==== TEXT BLOCK
International students share their opinions on the anti-graft law in South Korea and the teacher-student relationship in their countries. - Ed.

   
▲ International students posing for a picture after sharing their opinions on the anti-graft law in South Korea and the teacher-student relationship in their countries

    From our teachers in kindergartens to universities, we have a lot to thank them for and be grateful for their contribution to our lives. In light of the Teacher’s Day celebrated on May 15 in South Korea, we are reminded of our own teachers and all that they have done. However, one of the dark sides of the Teacher’s Day has been that it was used as a day when wealthy students give lavish gifts to their teachers, bringing to mind the Anti-Graft law, so called Kim-Young-ran Law, which puts a limit on the value of presents in order to avoid conflict of interest or manipulated evaluations of student’s work. A Tribune reporter spoke with a group of international students on their opinion of the law and their country’s culture of the teacher-student relationship.

Q. What are your thoughts on the Anti-Graft Law? Do you have any similar laws or restrictions in your country?
Rebecca Irene Barnett (USA)
I think that this law is good, even though it may have pros and cons. In the U.S, each job has a different salary and some people have families that depend on them. Think that they would have to put a budget towards trying to get in the good books of those on top when the money can go towards their children. This law is in place. I am not aware of the laws in the U.S.

Elizabeth Janna Kléybeuker (Netherlands)
The law may not change anything because I think this is a traditional thing and people may continue doing it since they have grown up with that idea. In the Netherlands, there is not much corruption. In talking about the practice of professors treating their students to food or drink, usually one person from the group that goes out to drink (professors or students) will pay and then everyone else pays their share of the amount. So, the Dutch pay the Dutch way.
========
==== ROWS
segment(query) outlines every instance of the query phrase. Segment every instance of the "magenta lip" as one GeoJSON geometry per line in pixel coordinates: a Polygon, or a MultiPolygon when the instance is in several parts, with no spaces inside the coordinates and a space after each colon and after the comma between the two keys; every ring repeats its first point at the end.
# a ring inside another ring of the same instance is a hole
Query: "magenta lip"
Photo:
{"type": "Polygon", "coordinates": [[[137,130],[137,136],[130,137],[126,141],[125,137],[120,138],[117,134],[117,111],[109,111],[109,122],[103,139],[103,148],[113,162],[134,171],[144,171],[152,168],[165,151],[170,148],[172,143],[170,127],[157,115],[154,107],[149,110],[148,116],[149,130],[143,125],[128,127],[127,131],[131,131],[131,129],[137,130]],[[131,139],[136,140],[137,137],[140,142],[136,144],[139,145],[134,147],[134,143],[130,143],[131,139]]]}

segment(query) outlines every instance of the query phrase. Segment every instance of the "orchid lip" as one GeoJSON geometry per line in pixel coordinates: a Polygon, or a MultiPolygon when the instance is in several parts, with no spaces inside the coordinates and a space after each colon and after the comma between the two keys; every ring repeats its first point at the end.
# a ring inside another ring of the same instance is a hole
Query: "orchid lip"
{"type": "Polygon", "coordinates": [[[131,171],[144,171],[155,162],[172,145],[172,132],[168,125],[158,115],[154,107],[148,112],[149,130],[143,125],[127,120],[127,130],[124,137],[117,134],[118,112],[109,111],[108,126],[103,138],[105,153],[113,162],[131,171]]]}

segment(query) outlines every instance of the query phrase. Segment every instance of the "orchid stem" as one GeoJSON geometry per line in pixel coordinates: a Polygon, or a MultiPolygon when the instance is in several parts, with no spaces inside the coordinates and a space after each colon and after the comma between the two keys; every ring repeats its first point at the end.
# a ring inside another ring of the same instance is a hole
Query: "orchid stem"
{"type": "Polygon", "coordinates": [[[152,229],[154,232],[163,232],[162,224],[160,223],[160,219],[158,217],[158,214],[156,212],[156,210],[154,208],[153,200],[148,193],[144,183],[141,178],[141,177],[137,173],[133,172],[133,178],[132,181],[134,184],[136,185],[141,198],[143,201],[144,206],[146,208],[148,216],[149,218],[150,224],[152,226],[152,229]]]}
========
WRITTEN TASKS >>
- a) In the article on South Korea's anti-graft law above, why does the Kim-Young-ran Law cap the value of presents? Please answer in one to three sentences.
- b) Extend the article on South Korea's anti-graft law past its last paragraph.

FINAL RESULTS >>
- a) The law caps the value of presents to avoid conflict of interest and manipulated evaluations of students' work.

- b)
Q2. What kind of relationship do professors and students have in your country?
Elizabeth Janna Kléybeuker (Netherlands)
For me, a professor is almost like a student and almost like a friend with whom you can talk about many things and have beer with. Our professors encourage critical thinking and challenging the things that we are learning. We also play sports and even some card games with professors during the lunch break. We have an open and friendly relationship to foster better learning.

Otabek Mamajonov Abdulhay Ogli (Uzbekistan)
In Uzbekistan, there is a saying that means, “Your teacher is as great as your father”. That implies that you respect your teachers as much as your father. Historically, there is a story of a great writer called Ali-Shir Nava'I who showed consideration to his teacher by lending his horse while journeying home. This is a model picture of the culture and relationship that we have with our teachers.

Q3. How do students show their gratitude to their professors?
Pappim Puangsereekul (Thailand)
Thai people consider their teachers to be the third most important person in their life after their father and mother, and due to this we respect them a lot. We usually pay our respects to our teachers and professors on the Thai teacher’s day ‘Wai khru’. Every year, we make a pot filled with flowers that have special significance and give these pots to the teachers. We then ask for forgiveness for anything that we may have done wrong and come clean with our teachers.

Otabek Mamajonov Abdulhay Ogli (Uzbekistan)
My teachers told me that if we want to show our gratitude, we needed to become good and great people. This is because she believed that her students had the potential to grow into people with influence. Therefore, people show their gratitude through good results and becoming people with a good conscience. We also show our gratitude by being attentive in class since our teachers spend so much time and effort to teach us.

Rebecca Irene Barnett (USA)
When we were younger in school we bought our teachers small presents like candles or other small little gifts, since most of them were women. However, now there are not many students who actually respect their teachers. Some teachers go to great lengths to teach us and personally, I show gratitude by walking up to my teacher and thanking them for teaching me.

Q4. After graduating and getting a job, do many students visit their professors?
Pappim Puangsereekul (Thailand)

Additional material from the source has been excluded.